## Istruzioni:
[a] Secondo il testo sul Nanga Parbat, in quale anno Günther Messner perse la vita?
[b] Prosegui il testo sul Nanga Parbat, ripartendo subito dopo la sua ultima frase.

È difficile capire cosa ci sia nella testa di chi decide di assecondare gli umori di montagne apparentemente impossibili: c’è rispetto, ambizione, vanità e un’altissima considerazione di sé. E ovviamente c’è la paura, un rumore bianco che si attiva nella testa dell’alpinista quando capisce che i pochi passi che lo separano dalla vetta potrebbero essere gli ultimi. E decide di tornare indietro. Mollare a pochi metri dal traguardo è una frustrazione insopportabile, ma fondamentale.
Quando ho cominciato a scrivere questo pezzo ignoravo quale fosse la sorte di Daniele Nardi e Tom Ballard e, con lo scorrere dei giorni e delle notizie, le mie dita si sono fatte sempre più pesanti, quasi si rifiutassero di scrivere quello che preferivo semplicemente ricacciare in un angolo della mia testa: non ce l’hanno fatta. Non potevano farcela.
L’italiano Nardi e il canadese Ballard sono due alpinisti che stavano tentando l’ascesa invernale al Nanga Parbat, uno dei cosiddetti ottomila, le quattordici montagne più alte della terra. Non è una semplice scalata, ammesso che di semplicità si possa parlare quando si affronta il tema dell’alpinismo: i due tentavano di salire verso la cima fuori stagione e lungo una via direttissima verso la vetta, il cosiddetto sperone Mummery. Si tratta di un taglio di roccia quasi verticale, soggetto a frequenti valanghe che porta il nome di un inglese che già nel 1895 fu un pioniere del moderno alpinismo e di cui ci ricordiamo perché dal Nanga non fece più ritorno. Per centoventicinque anni nessuno è mai riuscito a salire questo punto della montagna; solo in discesa c’è stato un episodio, nel 1970, quando Günther Messner (fratello di Reinhold) perse la vita durante un tentativo disperato di rientro al campo base, dopo che i fratelli avevano raggiunto insieme la vetta.

## Estratto del dataset:
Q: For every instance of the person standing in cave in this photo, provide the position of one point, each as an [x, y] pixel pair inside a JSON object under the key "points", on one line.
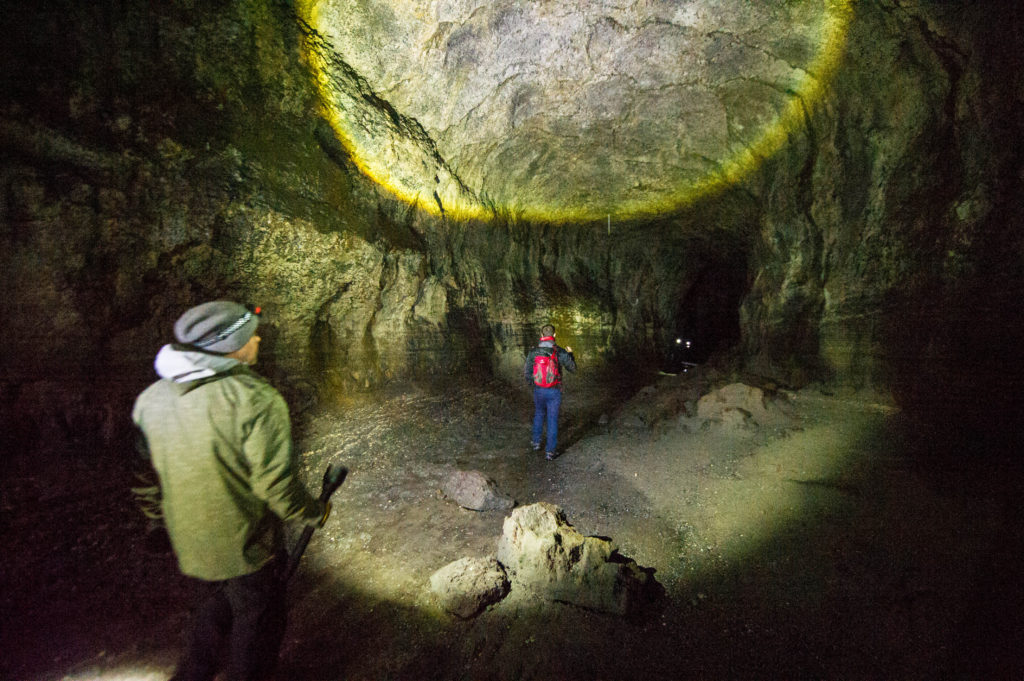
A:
{"points": [[544, 370], [218, 437]]}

## Risposte ai compiti:
[a] Nel 1970.

[b]
Di Nardi e Ballard non si avevano più notizie dal 24 febbraio quando, investiti dal maltempo, hanno smesso di comunicare con il campo base. Sono state organizzate perlustrazioni a piedi, con elicotteri e droni, la montagna è stata costantemente monitorata con telescopi nel tentativo di cogliere un minimo movimento sulla parete. Ogni sforzo è risultato vano: con il passare delle ore le possibilità di ritrovare vivi i due alpinisti si sono praticamente azzerate. Nessun uomo, per quanto ben attrezzato e allenato, avrebbe potuto resistere per così tanti giorni ad una tale altitudine e a temperature estreme.
Il Nanga Parbat è unanimamente considerata una delle vette più crudeli della terra: il 30% degli alpinisti che tentano di scalarla muoiono. Ci sono montagne più alte, il K2 e l’Everest ad esempio, ma il Nanga è la vera sfida: mette alla prova la tecnica e la resistenza di chi lo sale molto più di altre cime maggiormente note.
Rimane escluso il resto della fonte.